Please write out the entries word for word, starting at the beginning of the entries and ending at the line with "647 576 708 678", with both ends included. Leave the pictures out of your answer.

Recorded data
....

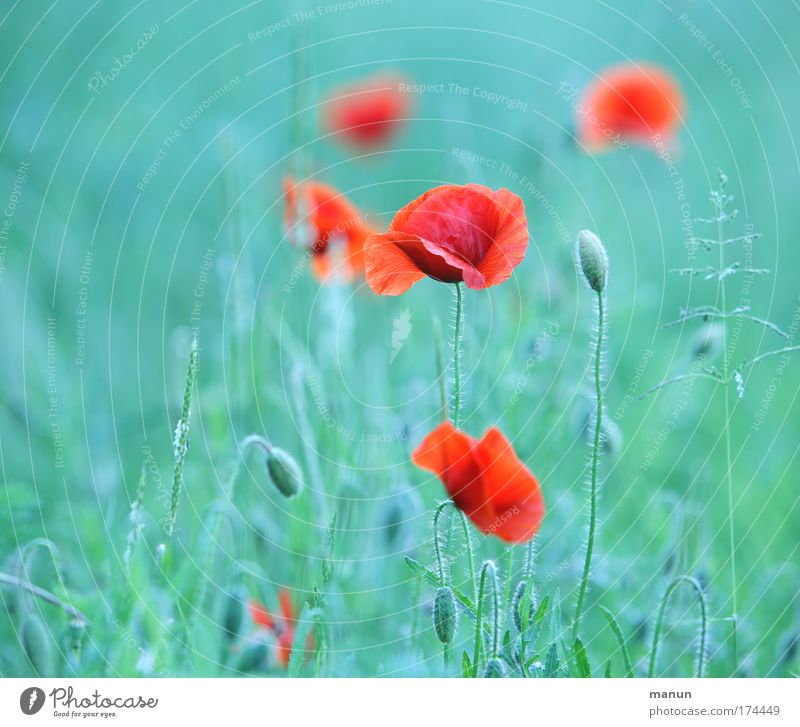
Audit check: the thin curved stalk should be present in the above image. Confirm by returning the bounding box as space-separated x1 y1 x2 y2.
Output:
0 573 89 624
600 606 635 679
472 560 500 677
453 283 464 429
572 291 605 642
647 576 708 678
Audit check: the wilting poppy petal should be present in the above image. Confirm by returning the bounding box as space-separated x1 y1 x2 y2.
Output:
412 422 495 529
285 179 376 282
412 422 544 543
322 75 410 149
364 184 528 295
247 600 275 631
577 64 685 149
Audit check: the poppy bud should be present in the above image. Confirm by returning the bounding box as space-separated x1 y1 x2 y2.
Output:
483 656 506 679
433 587 458 644
267 447 303 498
19 616 53 677
511 581 533 632
576 230 608 293
222 588 245 641
236 637 269 674
692 323 724 359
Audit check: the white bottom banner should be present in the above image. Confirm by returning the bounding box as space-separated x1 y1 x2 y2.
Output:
0 679 800 727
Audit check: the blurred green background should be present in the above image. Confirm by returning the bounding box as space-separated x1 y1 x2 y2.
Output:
0 0 800 676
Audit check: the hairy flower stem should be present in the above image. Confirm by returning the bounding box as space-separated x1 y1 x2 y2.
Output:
433 500 478 602
647 576 707 678
453 283 464 429
433 500 449 586
572 291 605 642
433 318 449 422
718 215 739 676
472 560 500 677
0 573 89 624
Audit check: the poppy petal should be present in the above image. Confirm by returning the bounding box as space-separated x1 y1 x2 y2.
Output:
411 422 496 530
478 189 528 285
475 428 545 543
364 232 432 295
247 600 275 631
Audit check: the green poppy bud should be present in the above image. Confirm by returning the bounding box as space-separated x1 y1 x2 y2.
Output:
511 581 533 632
576 230 608 293
433 587 458 644
236 637 269 674
267 447 303 498
222 587 246 641
483 657 506 679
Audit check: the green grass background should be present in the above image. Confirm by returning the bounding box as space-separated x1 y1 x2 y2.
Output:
0 0 800 676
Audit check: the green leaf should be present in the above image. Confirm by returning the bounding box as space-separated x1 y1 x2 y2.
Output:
600 606 634 679
544 641 560 677
289 603 322 677
572 639 592 679
461 651 472 679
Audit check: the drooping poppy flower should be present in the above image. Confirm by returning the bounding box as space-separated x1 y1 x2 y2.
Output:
412 422 545 543
364 184 528 295
576 64 685 149
247 588 314 668
322 75 410 149
284 178 377 282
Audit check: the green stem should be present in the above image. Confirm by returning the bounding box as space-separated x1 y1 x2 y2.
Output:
503 545 514 624
472 560 499 677
433 500 478 602
647 576 707 678
719 222 739 676
433 318 449 422
0 573 89 624
572 292 605 642
433 500 450 586
453 283 464 429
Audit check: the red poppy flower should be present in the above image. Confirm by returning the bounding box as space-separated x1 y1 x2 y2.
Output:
247 588 314 668
364 184 528 295
578 64 684 149
284 179 376 282
322 75 410 149
412 422 544 543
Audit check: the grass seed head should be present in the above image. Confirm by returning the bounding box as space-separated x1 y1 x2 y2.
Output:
576 230 608 293
267 447 303 498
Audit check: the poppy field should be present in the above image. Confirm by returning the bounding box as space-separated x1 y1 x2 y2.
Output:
0 0 800 678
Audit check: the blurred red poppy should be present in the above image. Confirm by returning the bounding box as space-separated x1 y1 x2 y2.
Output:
577 64 685 149
247 588 314 668
284 178 377 282
364 184 528 295
322 75 410 149
412 422 545 543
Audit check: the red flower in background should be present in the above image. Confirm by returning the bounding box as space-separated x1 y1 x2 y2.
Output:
247 588 314 668
322 75 410 149
578 64 685 149
364 184 528 295
412 422 545 543
284 178 376 282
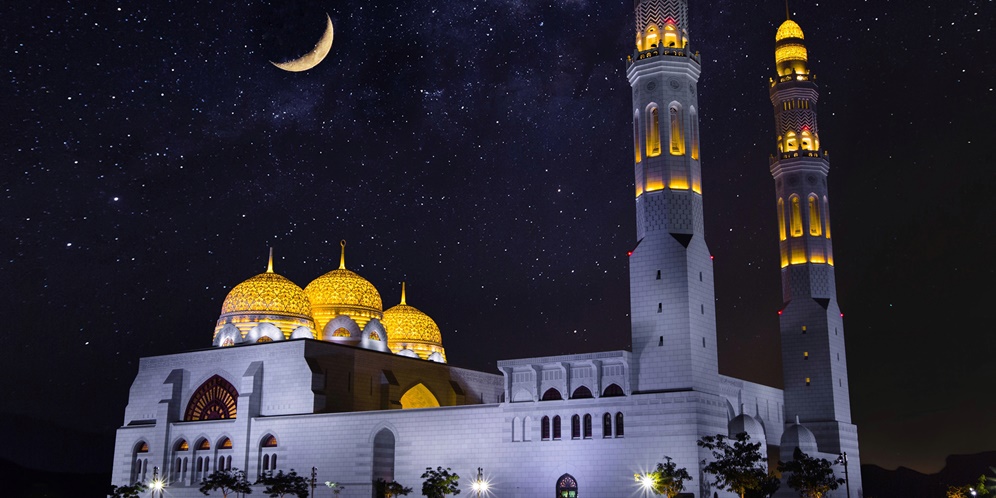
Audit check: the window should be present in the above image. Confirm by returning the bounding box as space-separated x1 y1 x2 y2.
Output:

....

*Written response*:
Audit check: the thin curved stalk should be present in the above image. Confirm by returning the bounding box as space-separated x1 y1 x2 y2.
Output:
0 573 89 624
600 606 635 679
472 560 500 677
453 283 464 429
572 291 605 642
647 576 708 678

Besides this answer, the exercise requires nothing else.